Investing 101
Why invest? Can’t you just save and leave your money in the bank account? Well, here are a few reasons why investing might be a good idea: Firstly, you’re going to need money when you retire. And secondly, if you don’t invest your money, the cash you have will lose its value over time because of inflation.
Guide
- Summary
- Set investment goals
- Save and invest now!
- Invest early to beat inflation and to benefit from compounding
- Invest consistently every month
- Invest in different products, not just one
- Balance returns (how much you’ll make) with risk (the chance of you losing your money)
- Avoid high fees
- Don’t sell in a panic
- Don’t take on debt to invest
- Beware of scams
- Infographic
10 Things to know
- Before you get started, set some investment goals
Set some financial goals for yourself. This will help keep you focused on saving and investing your money. You can use our savings goals calculator to help you.
Here are some common examples of investment goals and timeframes:
Investment goals Timeframe Amount you need Amount you need to save monthly to achieve that goal Buying your first car Buying a house – down payment Paying for your dream wedding Saving up for your children’s education Retirement - Save and invest now!
Start by saving at least 5-10% of your salary! The day your salary comes in, take aside 5-10% of the total and save it. If you earn RM2,500, then you put aside RM125-250 or whatever you can afford to start with.
Now to make your savings work for you, you need to invest it. There are many investment options available including Fixed Deposits, EPF,Amanah Saham, REITS,ETF,Unit Trust Funds, and Stocks.
- Invest early to beat inflation and to benefit from compounding
Why?
Because compounding matters.
When you invest, you benefit from compounding. Compounding allows you to grow your savings more quickly. The sooner you start investing, the quicker your money will grow.
Feeling brainy?
Imagine you’re earning a 3% return on RM1,000 after one year, the result is just RM 1,030. Now, imagine you leave the money there and you earn another 3% that year. You do this for the next 50 years. Guess how much you’ll have in the bank?
Just take: RM1,000 + (RM30 x 50 years) = RM2,500
Not bad, you think?
_ _ _
- [Problem to work on] Please print, word for word, the part of the investing guide that opens with the words containing "Investing 101" and closes with "losing your money)". The entries that follow have no connection to the investing guide above.
_ _ _
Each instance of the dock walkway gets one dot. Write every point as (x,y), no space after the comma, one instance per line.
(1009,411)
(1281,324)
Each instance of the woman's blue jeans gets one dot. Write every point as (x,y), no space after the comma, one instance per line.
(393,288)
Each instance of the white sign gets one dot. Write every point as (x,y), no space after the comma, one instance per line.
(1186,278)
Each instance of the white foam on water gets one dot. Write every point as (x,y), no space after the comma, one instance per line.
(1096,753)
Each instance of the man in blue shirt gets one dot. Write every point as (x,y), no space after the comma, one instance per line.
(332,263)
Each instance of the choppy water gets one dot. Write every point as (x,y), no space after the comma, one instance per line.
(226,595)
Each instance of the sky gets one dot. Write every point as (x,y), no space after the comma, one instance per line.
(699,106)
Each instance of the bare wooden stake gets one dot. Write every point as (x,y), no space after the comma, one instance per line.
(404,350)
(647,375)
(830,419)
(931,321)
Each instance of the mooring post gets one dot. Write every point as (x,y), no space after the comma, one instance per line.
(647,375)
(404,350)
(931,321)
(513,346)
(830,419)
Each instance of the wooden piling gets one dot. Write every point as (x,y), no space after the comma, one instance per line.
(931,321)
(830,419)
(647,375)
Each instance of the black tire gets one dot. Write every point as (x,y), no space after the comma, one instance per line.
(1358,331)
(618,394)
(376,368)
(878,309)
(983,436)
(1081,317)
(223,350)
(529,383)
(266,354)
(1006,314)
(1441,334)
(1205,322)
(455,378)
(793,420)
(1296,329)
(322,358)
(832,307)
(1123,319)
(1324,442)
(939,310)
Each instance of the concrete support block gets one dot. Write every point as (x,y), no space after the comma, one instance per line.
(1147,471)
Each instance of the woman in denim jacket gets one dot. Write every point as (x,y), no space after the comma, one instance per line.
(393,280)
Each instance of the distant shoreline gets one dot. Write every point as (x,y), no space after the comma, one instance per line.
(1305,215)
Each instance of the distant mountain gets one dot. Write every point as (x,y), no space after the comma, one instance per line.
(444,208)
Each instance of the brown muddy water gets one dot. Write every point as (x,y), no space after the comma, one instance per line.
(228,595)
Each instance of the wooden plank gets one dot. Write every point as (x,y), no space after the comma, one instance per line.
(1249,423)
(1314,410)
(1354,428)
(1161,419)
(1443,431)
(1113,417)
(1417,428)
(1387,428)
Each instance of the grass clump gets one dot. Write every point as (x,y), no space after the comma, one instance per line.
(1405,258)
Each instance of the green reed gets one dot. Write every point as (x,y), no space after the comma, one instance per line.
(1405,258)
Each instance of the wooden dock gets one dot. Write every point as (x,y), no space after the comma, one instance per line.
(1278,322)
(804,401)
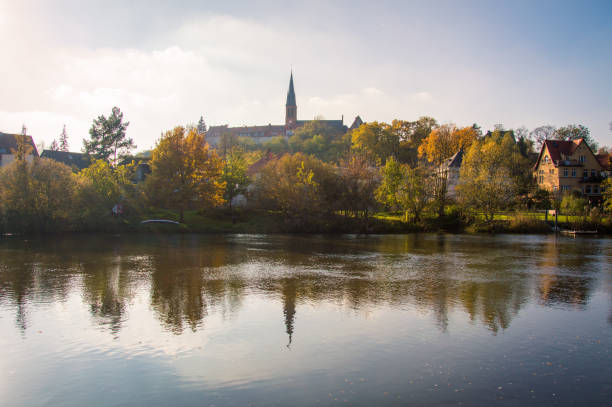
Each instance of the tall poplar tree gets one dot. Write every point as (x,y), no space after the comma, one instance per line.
(108,137)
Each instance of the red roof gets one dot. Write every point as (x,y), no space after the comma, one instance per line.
(258,165)
(604,160)
(557,148)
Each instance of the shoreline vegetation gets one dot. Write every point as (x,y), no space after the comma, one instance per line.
(378,178)
(223,221)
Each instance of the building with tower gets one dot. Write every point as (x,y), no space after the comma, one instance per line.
(263,133)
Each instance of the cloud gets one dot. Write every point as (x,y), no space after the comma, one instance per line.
(421,96)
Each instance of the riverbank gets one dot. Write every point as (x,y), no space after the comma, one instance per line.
(263,222)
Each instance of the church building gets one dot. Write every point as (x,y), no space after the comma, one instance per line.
(262,134)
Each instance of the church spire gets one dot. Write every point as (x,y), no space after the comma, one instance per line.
(291,92)
(291,106)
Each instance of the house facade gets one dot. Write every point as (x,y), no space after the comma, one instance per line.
(450,170)
(569,166)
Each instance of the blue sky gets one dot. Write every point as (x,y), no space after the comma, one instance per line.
(164,64)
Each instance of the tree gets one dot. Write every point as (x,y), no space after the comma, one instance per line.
(375,141)
(486,183)
(108,137)
(36,196)
(234,175)
(606,186)
(358,181)
(184,172)
(575,132)
(410,135)
(54,146)
(391,179)
(443,142)
(414,192)
(542,133)
(201,126)
(302,188)
(63,142)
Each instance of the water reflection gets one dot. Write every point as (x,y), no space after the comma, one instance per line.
(188,278)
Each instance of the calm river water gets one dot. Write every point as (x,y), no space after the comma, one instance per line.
(262,320)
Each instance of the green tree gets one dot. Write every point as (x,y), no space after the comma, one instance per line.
(108,137)
(359,182)
(234,175)
(486,184)
(63,140)
(302,188)
(391,179)
(184,172)
(36,196)
(575,132)
(201,125)
(415,192)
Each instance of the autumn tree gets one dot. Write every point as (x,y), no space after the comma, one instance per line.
(486,184)
(414,192)
(359,182)
(184,172)
(391,175)
(542,133)
(302,188)
(63,140)
(575,132)
(108,137)
(443,142)
(375,141)
(201,127)
(410,135)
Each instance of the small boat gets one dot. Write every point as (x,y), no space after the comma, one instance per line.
(578,232)
(159,221)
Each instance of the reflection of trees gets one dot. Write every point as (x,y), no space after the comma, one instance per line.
(28,274)
(567,274)
(187,282)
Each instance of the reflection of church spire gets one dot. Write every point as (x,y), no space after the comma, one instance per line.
(289,293)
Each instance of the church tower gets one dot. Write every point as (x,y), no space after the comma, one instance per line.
(291,106)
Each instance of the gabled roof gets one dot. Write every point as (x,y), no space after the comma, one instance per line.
(455,161)
(8,143)
(559,149)
(605,160)
(356,123)
(78,160)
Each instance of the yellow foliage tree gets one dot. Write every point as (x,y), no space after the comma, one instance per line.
_ _ _
- [Exercise response]
Investing 101
Why invest? Can’t you just save and leave your money in the bank account? Well, here are a few reasons why investing might be a good idea: Firstly, you’re going to need money when you retire. And secondly, if you don’t invest your money, the cash you have will lose its value over time because of inflation.
Guide
- Summary
- Set investment goals
- Save and invest now!
- Invest early to beat inflation and to benefit from compounding
- Invest consistently every month
- Invest in different products, not just one
- Balance returns (how much you’ll make) with risk (the chance of you losing your money)